→ **Task to carry out**: Exact copies of the lines from the line containing "Set-play tagging: locate each instance of the ant antenna" through the last line of the entries below are the whole answer.

Available data section start

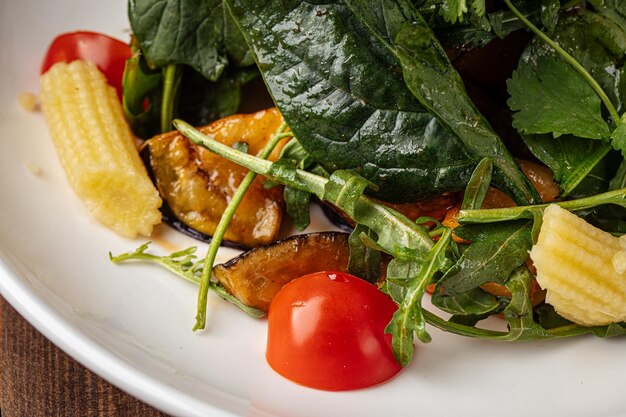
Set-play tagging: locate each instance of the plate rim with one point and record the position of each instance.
(95, 357)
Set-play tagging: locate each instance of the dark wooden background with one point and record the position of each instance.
(37, 379)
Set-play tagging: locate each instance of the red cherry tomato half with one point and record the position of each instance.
(326, 331)
(109, 54)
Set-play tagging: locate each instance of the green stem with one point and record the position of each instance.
(571, 60)
(393, 229)
(310, 182)
(583, 169)
(617, 197)
(171, 82)
(222, 226)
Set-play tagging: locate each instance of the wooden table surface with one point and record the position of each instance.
(37, 379)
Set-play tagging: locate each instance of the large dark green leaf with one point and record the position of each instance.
(497, 249)
(199, 33)
(333, 72)
(438, 86)
(340, 88)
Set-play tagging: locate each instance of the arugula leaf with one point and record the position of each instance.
(519, 312)
(409, 319)
(497, 249)
(184, 264)
(199, 33)
(468, 303)
(597, 40)
(549, 96)
(332, 72)
(364, 261)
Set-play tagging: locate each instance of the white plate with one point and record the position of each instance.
(132, 324)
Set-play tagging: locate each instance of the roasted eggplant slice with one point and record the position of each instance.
(257, 275)
(198, 184)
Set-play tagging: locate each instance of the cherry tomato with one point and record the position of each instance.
(108, 53)
(326, 331)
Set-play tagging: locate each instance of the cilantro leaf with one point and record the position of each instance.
(549, 96)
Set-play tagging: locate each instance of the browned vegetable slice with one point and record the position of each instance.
(256, 276)
(198, 184)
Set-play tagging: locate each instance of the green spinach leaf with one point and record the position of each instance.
(573, 161)
(477, 186)
(549, 96)
(438, 86)
(197, 33)
(334, 76)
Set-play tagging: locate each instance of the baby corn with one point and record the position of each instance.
(97, 150)
(582, 268)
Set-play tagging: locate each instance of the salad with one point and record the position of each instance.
(379, 116)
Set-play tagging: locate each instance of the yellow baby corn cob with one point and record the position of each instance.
(97, 149)
(582, 268)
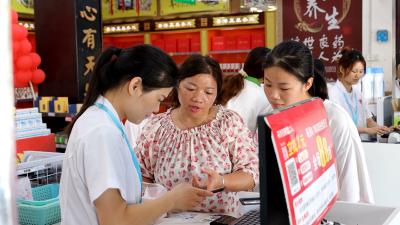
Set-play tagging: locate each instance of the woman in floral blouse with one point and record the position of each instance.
(199, 141)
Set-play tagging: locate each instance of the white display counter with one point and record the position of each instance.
(365, 214)
(383, 162)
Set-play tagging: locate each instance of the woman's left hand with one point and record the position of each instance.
(213, 182)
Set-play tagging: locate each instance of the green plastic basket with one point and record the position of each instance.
(44, 209)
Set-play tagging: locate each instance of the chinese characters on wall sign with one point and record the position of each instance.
(325, 27)
(89, 41)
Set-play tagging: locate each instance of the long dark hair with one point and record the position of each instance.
(347, 60)
(295, 58)
(117, 66)
(233, 84)
(194, 65)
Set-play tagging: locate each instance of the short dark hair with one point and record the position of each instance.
(194, 65)
(348, 59)
(234, 84)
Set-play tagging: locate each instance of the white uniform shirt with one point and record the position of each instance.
(134, 130)
(354, 181)
(350, 102)
(396, 88)
(97, 158)
(250, 103)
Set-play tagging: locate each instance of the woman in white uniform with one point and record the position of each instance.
(101, 180)
(289, 78)
(243, 92)
(350, 70)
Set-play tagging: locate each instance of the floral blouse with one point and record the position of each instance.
(169, 155)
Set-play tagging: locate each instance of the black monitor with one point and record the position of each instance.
(273, 208)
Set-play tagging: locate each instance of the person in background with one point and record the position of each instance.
(200, 141)
(319, 67)
(350, 69)
(101, 180)
(396, 92)
(289, 77)
(243, 92)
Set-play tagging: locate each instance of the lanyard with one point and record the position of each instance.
(118, 124)
(354, 114)
(253, 79)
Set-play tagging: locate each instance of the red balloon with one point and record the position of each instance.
(24, 62)
(36, 59)
(14, 17)
(16, 48)
(38, 76)
(23, 76)
(19, 84)
(19, 32)
(26, 47)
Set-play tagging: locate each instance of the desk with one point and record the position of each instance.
(383, 162)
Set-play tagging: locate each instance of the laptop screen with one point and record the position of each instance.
(273, 208)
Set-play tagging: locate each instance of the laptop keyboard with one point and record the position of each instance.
(250, 218)
(253, 218)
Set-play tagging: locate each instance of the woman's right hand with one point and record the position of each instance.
(186, 197)
(378, 130)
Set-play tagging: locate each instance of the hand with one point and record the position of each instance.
(378, 130)
(395, 127)
(213, 182)
(186, 197)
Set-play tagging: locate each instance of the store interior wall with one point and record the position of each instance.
(378, 15)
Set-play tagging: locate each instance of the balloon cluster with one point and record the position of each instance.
(25, 61)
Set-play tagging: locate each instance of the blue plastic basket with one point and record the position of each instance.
(44, 209)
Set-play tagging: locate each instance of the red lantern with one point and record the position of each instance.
(14, 17)
(19, 32)
(38, 76)
(23, 76)
(36, 59)
(26, 47)
(24, 62)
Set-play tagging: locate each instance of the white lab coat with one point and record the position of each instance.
(354, 181)
(336, 94)
(97, 158)
(250, 103)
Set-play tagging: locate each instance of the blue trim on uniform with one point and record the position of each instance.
(117, 123)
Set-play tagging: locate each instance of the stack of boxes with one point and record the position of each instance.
(49, 104)
(29, 123)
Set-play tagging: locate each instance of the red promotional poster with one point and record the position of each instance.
(305, 154)
(325, 27)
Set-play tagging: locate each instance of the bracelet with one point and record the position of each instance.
(221, 188)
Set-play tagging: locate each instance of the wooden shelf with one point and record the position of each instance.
(67, 116)
(61, 146)
(182, 53)
(230, 51)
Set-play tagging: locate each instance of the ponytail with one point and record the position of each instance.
(96, 83)
(116, 66)
(231, 86)
(319, 87)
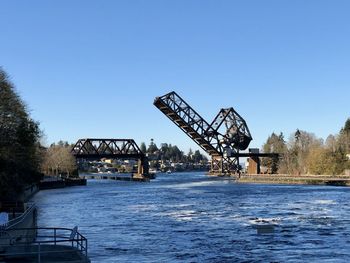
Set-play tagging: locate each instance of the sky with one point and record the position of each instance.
(89, 69)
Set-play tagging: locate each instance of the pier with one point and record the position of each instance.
(117, 177)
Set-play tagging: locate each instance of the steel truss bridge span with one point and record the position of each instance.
(222, 139)
(92, 148)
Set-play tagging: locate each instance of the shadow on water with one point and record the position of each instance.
(189, 217)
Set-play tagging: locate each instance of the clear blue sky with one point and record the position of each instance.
(93, 68)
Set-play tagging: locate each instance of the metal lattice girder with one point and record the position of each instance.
(222, 139)
(231, 129)
(107, 148)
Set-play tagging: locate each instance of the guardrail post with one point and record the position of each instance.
(39, 253)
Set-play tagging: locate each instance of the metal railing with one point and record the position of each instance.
(17, 220)
(48, 242)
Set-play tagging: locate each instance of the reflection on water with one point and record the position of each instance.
(189, 217)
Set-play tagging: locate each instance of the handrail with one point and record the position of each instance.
(19, 219)
(72, 239)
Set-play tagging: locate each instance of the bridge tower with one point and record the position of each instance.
(222, 139)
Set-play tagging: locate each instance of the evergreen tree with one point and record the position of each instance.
(19, 142)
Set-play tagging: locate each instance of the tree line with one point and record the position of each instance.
(304, 153)
(23, 159)
(20, 150)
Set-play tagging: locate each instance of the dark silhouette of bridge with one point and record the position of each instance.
(92, 148)
(222, 139)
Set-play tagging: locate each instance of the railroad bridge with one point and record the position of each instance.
(222, 139)
(92, 148)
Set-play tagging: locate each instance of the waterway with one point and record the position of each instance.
(189, 217)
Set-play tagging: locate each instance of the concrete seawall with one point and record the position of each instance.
(295, 179)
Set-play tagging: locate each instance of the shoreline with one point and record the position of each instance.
(295, 179)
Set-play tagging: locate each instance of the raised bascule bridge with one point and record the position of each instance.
(222, 139)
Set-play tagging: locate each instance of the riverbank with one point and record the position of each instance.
(340, 180)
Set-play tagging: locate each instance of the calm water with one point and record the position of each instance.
(188, 217)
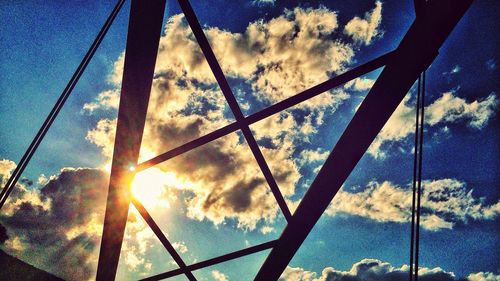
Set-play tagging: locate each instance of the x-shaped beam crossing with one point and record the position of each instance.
(417, 50)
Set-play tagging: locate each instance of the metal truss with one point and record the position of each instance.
(416, 51)
(419, 47)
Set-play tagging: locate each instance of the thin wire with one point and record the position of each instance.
(415, 162)
(419, 193)
(11, 183)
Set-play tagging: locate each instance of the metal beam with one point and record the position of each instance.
(163, 239)
(143, 37)
(416, 51)
(271, 110)
(213, 261)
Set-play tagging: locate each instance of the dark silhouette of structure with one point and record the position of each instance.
(402, 67)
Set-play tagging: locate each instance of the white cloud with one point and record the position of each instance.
(445, 203)
(277, 58)
(360, 84)
(367, 29)
(448, 109)
(375, 270)
(105, 100)
(483, 276)
(219, 276)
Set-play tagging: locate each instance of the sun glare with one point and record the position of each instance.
(151, 187)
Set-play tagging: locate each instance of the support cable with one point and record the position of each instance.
(414, 182)
(419, 188)
(233, 104)
(11, 183)
(417, 179)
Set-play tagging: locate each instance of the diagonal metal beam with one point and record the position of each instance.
(163, 239)
(271, 110)
(213, 261)
(233, 104)
(143, 37)
(416, 51)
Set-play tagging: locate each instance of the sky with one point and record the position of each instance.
(214, 200)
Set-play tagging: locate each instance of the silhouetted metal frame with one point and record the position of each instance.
(414, 54)
(402, 68)
(144, 30)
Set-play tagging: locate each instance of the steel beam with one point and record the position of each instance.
(143, 37)
(416, 51)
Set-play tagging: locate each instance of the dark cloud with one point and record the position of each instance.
(373, 270)
(60, 231)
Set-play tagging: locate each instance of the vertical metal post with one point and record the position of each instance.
(143, 37)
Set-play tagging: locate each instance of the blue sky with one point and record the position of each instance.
(42, 43)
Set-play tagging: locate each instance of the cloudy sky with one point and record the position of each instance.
(215, 200)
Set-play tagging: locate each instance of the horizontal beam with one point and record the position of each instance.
(214, 261)
(163, 239)
(416, 51)
(271, 110)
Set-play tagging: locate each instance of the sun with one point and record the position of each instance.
(151, 186)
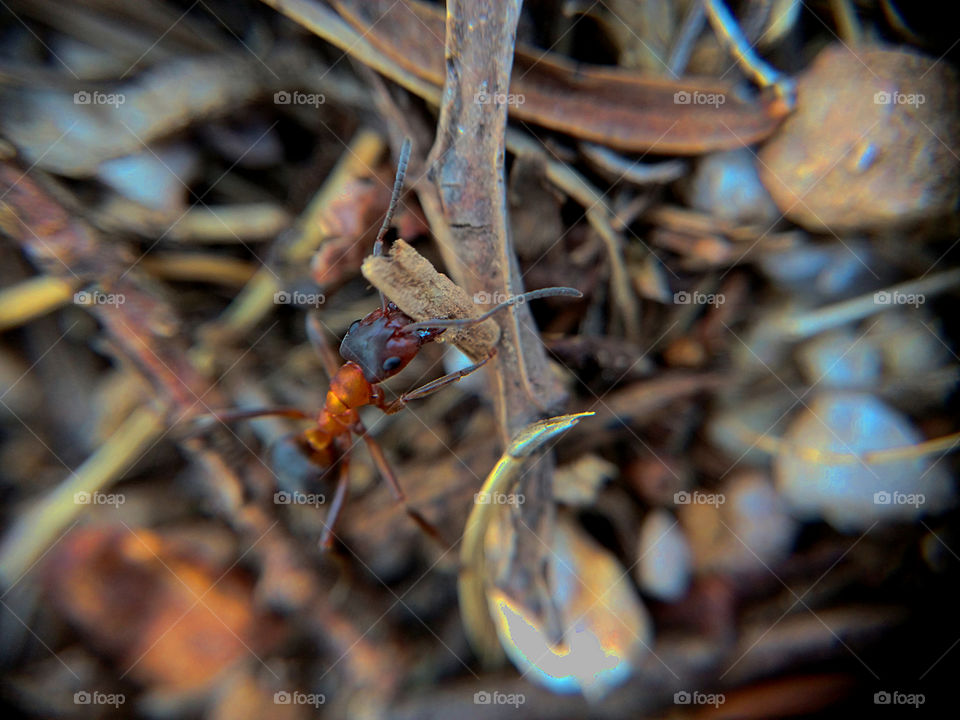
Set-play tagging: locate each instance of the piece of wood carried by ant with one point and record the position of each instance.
(376, 348)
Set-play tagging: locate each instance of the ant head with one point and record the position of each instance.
(382, 344)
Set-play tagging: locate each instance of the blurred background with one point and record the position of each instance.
(758, 201)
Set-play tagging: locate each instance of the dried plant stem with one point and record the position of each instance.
(38, 527)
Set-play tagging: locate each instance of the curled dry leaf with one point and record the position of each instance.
(415, 286)
(619, 108)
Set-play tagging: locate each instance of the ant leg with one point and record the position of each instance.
(380, 460)
(339, 495)
(430, 388)
(204, 422)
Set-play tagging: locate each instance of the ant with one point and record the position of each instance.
(375, 348)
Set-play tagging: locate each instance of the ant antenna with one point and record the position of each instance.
(465, 322)
(395, 197)
(394, 200)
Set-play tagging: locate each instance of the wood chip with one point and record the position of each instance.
(415, 286)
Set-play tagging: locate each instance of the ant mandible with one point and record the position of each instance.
(375, 348)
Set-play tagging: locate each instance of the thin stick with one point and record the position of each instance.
(395, 196)
(394, 200)
(37, 528)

Available data section end

→ **Task output**:
Set-play tagging: locate each instance of the ant antenna with one point and record the position of each instance.
(465, 322)
(395, 197)
(394, 200)
Set-play tagging: locate each instance of the wood chip with one point and record the position of each instance.
(415, 286)
Set-play tagging: locate each instance of the ant mandible with one point and record the position of each instance.
(375, 348)
Set-play tagging: locate each instance of the thin stick with one point and record the position of each instance.
(395, 196)
(394, 200)
(37, 528)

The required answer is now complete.